Brief
Take the line containing "Exercise. Mark the door" and every line after it in the data below, and print them exactly as given, with nothing else.

Data to process
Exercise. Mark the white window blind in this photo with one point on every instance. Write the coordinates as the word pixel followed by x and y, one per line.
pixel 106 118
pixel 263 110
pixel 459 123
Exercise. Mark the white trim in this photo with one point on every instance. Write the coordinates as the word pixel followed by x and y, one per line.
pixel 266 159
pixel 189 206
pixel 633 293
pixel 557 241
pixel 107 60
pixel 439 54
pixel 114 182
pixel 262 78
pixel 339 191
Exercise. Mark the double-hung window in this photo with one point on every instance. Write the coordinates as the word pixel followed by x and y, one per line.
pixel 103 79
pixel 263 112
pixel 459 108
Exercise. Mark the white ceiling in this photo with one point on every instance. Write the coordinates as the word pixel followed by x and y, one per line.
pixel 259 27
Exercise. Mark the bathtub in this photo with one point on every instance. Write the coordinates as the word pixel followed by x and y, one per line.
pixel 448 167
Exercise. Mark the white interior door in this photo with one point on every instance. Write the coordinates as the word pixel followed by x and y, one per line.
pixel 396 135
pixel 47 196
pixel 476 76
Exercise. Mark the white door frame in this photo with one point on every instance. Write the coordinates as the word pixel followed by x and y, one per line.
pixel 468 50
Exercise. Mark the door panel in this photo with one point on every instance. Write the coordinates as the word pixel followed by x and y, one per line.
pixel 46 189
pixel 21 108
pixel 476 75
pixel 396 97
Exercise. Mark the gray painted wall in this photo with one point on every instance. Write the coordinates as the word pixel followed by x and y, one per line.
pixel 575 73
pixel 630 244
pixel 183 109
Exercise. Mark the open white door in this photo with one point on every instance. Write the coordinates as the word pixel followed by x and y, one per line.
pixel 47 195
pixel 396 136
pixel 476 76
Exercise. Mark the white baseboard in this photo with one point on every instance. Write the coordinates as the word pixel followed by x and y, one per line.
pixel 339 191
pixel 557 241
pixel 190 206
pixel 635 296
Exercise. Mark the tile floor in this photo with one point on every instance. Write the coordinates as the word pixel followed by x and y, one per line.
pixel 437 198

Output below
Exercise. Mark the door panel in this photo with one point on every instance. Write the coordinates as the word pixel followed by x and y, one per line.
pixel 46 189
pixel 21 108
pixel 476 75
pixel 396 97
Exercise. Mark the gray painted wall in this photo with one point on every instance. Write the coordinates as the word pixel followed by x and y, one per line.
pixel 575 73
pixel 630 244
pixel 183 109
Exercise. Mark the open white door in this photo with one point on every instance. Write the coordinates as the word pixel followed by x and y, one per line.
pixel 47 195
pixel 396 136
pixel 476 76
Exercise. Mark the white baseboard in this photo with one point on every instance. Write the coordinates as the word pixel followed by x and y, one per line.
pixel 339 191
pixel 557 241
pixel 190 206
pixel 635 296
Exercise. Mark the tile floor in this photo with one point on every instance. Write the coordinates as the word pixel followed by x and y, one per line.
pixel 437 198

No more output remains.